Render the lines from the line with "object_class = bare tree trunk" through the end of the records as a JSON list of strings, one string per line and blank lines omitted.

start Material provided

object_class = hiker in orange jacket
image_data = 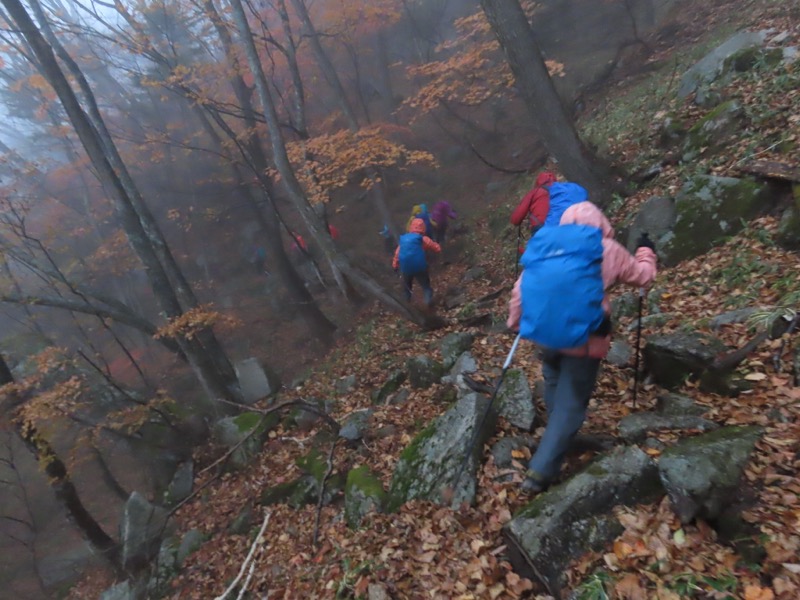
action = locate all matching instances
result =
[392,219,442,306]
[506,201,656,493]
[511,171,556,232]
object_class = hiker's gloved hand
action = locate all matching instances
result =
[636,231,656,253]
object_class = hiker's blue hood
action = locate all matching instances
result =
[544,182,589,226]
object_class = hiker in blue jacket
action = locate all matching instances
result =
[392,219,442,306]
[507,200,656,493]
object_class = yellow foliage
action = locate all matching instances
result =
[153,304,240,340]
[287,126,435,203]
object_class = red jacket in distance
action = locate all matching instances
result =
[511,171,556,228]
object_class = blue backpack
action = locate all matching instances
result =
[397,233,428,275]
[544,182,589,225]
[519,225,606,349]
[416,210,433,237]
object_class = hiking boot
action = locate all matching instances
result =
[520,471,550,495]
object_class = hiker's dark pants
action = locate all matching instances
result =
[528,350,600,481]
[403,269,433,304]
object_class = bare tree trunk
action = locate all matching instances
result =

end Material provided

Finished answer:
[
  "object_class = bare tree trunk",
  "action = locate all matching instances",
  "result ="
]